» PROBLEMS AND TASKS:
**A)** In the Medicare text, how much did Medicare spending reach in 2008?
**B)** In the Medicare text, take the part that opens with the words containing "In 2008, there" and closes with "the private insurer.", and write it out again, swapping "enrollees" for "members".

» TEXT BLOCK:

== Segment start ==

In 2008, there were 45 million enrollees in Medicare making it the nation’s largest single health care payer in the nation. By 2030, it is expected that enrollment will reach 78 million. In 2008, Medicare spending reached $599 billion which was 20% of the total federal government spending. At $599 billion, Medicare is only surpassed by Social Security and defense spending.

Medicare Part C, also known as “Medicare+Choice”, was created by the Balanced Budget Act of 1997. At that time, the government was attempting to cut $155 billion from the Medicare program by allowing private insurers in the health insurance industry to offer “Medicare Advantage” plans to Medicare beneficiaries. For every Medicare beneficiary who enrolled in a Medicare Advantage plan, the Medicare program pays a subsidy to the private insurer.

== Segment end ==

» RAW DATA:
== Segment start ==

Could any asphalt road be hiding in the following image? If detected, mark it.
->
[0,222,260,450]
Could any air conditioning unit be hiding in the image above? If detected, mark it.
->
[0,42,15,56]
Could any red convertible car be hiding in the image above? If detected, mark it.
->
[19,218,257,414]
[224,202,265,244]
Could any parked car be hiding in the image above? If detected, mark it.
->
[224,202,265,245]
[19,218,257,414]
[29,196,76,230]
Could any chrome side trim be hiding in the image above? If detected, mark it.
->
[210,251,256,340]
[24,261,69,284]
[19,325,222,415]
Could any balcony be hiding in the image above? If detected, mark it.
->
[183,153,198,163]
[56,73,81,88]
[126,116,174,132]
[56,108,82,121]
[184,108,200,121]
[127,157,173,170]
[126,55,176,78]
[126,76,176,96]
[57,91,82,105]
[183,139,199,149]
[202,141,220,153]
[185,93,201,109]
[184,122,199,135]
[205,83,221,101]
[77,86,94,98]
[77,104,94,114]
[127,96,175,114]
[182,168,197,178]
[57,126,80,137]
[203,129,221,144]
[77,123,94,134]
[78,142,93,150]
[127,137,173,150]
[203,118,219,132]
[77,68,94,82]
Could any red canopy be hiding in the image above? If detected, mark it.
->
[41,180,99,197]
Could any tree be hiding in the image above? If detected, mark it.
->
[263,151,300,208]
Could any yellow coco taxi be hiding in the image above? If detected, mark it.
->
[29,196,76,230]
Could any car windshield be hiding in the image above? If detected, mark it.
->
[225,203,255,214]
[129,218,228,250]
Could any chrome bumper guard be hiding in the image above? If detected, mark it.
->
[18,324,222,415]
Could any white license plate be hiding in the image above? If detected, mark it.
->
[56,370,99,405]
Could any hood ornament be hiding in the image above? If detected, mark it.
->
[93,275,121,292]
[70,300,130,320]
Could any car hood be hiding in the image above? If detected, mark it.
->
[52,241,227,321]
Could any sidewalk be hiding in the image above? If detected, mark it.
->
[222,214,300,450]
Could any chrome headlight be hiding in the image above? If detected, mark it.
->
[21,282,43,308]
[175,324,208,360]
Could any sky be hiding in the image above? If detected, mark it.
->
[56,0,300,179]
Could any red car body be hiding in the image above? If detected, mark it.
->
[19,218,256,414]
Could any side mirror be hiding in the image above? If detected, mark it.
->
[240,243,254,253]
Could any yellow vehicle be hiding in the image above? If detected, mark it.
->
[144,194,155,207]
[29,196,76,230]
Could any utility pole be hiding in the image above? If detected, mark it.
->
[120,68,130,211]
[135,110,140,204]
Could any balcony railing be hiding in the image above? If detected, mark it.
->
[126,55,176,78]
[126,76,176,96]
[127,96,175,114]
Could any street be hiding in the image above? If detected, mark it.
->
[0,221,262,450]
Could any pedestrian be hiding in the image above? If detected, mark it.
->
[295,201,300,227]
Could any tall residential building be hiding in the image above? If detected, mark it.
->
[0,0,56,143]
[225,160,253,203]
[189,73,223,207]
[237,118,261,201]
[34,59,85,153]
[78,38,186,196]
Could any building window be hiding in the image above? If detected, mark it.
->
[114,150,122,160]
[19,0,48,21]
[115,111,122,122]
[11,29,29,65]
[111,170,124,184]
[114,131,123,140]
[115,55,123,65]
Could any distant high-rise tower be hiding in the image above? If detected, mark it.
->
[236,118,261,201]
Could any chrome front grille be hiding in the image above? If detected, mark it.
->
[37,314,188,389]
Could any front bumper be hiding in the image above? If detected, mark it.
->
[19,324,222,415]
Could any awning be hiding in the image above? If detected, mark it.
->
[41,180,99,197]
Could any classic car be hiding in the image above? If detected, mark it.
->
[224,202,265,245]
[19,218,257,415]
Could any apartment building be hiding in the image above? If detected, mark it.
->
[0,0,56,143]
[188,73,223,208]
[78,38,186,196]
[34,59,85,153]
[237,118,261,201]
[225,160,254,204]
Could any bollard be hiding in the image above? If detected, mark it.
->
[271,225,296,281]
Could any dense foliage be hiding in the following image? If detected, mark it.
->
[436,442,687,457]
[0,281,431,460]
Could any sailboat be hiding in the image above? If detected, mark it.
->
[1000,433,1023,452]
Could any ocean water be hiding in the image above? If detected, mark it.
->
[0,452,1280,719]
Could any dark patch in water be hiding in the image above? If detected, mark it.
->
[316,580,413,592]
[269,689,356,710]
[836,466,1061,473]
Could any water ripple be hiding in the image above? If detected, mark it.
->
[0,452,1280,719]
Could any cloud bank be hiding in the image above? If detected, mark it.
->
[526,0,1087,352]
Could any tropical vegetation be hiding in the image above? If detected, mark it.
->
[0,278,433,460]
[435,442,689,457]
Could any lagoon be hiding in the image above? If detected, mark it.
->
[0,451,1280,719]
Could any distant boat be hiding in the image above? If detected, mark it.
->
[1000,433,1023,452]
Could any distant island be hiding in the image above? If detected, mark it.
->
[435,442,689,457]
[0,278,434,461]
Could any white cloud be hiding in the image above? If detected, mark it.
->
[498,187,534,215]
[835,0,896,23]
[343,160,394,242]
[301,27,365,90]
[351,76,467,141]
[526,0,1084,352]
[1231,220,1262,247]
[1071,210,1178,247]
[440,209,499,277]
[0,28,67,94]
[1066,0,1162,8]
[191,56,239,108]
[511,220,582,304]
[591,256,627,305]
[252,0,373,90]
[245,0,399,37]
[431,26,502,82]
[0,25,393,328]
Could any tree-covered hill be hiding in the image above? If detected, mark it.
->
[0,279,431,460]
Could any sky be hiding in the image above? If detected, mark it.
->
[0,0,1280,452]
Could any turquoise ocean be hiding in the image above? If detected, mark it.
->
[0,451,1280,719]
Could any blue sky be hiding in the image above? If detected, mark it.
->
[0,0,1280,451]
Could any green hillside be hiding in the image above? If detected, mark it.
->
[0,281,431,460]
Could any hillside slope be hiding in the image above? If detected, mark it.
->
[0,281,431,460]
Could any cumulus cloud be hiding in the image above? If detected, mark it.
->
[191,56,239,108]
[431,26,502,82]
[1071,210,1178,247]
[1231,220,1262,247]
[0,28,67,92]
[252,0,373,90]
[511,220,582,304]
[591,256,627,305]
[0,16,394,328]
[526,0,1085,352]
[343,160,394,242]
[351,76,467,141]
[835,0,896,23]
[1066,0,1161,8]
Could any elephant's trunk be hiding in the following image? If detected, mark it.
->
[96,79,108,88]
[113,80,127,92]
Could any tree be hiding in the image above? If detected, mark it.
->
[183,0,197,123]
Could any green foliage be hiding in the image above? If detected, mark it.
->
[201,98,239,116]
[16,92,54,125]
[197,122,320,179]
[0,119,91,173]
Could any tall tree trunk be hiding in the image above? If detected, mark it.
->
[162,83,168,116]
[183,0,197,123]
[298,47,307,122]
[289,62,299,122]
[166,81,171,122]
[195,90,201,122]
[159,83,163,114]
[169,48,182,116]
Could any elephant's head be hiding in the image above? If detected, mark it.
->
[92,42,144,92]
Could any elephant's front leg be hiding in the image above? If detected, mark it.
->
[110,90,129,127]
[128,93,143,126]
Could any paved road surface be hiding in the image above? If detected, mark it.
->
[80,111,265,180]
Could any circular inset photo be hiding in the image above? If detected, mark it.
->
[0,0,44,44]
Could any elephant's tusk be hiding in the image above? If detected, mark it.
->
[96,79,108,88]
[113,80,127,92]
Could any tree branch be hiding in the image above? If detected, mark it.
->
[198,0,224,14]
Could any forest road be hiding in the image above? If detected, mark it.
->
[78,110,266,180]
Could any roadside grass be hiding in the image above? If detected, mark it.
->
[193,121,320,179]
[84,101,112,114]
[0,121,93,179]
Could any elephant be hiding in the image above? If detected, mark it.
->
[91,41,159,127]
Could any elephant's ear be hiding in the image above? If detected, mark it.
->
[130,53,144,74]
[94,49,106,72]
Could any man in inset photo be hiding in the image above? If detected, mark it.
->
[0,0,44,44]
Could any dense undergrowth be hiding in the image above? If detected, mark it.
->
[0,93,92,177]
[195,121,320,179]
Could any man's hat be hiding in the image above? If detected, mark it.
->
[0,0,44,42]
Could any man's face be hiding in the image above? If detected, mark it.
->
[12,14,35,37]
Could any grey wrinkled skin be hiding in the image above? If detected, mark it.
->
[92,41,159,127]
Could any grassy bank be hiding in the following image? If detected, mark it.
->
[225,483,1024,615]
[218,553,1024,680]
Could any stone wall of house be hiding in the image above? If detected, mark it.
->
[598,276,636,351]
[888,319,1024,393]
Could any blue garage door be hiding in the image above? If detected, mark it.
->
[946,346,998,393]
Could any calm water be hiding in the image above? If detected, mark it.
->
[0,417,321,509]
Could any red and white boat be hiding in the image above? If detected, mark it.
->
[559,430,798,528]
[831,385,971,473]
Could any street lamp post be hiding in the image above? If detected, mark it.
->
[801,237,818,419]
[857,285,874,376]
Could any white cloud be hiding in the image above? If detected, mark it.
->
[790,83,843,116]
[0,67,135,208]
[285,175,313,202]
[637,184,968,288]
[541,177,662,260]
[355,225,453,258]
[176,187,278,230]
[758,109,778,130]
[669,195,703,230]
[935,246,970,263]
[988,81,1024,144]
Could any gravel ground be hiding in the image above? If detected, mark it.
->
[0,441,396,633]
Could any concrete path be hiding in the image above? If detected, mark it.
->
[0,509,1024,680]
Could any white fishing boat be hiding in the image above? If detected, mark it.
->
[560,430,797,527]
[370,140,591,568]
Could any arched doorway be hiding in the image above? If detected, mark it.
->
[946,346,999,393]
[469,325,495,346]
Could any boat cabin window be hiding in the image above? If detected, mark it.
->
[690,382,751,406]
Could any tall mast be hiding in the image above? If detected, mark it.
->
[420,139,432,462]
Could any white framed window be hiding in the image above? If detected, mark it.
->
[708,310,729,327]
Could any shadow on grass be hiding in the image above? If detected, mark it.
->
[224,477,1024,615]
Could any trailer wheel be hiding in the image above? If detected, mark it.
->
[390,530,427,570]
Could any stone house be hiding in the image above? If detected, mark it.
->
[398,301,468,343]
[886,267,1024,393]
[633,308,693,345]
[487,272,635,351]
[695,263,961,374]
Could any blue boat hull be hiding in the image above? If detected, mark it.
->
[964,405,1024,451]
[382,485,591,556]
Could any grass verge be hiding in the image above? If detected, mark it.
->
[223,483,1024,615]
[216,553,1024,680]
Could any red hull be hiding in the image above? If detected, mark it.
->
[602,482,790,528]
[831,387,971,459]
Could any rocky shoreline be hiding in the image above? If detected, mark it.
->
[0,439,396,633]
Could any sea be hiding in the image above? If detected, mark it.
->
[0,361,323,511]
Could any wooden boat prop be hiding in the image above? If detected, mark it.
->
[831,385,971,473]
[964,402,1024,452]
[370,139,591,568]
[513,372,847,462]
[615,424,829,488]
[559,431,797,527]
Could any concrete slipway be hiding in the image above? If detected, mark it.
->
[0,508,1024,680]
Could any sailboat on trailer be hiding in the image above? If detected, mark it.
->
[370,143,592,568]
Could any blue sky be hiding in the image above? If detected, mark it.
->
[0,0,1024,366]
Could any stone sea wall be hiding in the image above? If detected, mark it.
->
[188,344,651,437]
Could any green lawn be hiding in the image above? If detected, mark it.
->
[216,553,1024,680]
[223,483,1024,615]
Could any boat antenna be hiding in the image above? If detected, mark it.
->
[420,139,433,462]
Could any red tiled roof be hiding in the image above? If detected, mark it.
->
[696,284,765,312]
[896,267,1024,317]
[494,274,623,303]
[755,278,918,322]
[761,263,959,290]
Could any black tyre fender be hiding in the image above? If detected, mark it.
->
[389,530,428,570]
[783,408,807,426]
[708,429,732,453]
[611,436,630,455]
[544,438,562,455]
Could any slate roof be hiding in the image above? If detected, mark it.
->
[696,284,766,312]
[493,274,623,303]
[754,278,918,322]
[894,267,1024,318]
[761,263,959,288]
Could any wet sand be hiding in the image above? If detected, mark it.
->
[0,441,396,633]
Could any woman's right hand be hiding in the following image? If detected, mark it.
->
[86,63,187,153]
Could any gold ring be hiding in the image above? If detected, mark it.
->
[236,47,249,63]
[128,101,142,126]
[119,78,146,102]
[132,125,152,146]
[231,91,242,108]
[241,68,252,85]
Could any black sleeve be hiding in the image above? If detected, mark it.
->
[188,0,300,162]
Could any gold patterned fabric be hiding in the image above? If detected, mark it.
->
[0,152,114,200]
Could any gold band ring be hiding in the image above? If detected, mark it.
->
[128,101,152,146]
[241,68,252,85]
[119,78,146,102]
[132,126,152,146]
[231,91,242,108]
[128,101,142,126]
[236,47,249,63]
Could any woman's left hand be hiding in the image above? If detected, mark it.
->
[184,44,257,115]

== Segment end ==

» RESPONSES IN ORDER:
**A)** $599 billion

**B)**
In 2008, there were 45 million members in Medicare making it the nation’s largest single health care payer in the nation. By 2030, it is expected that enrollment will reach 78 million. In 2008, Medicare spending reached $599 billion which was 20% of the total federal government spending. At $599 billion, Medicare is only surpassed by Social Security and defense spending.

Medicare Part C, also known as “Medicare+Choice”, was created by the Balanced Budget Act of 1997. At that time, the government was attempting to cut $155 billion from the Medicare program by allowing private insurers in the health insurance industry to offer “Medicare Advantage” plans to Medicare beneficiaries. For every Medicare beneficiary who enrolled in a Medicare Advantage plan, the Medicare program pays a subsidy to the private insurer.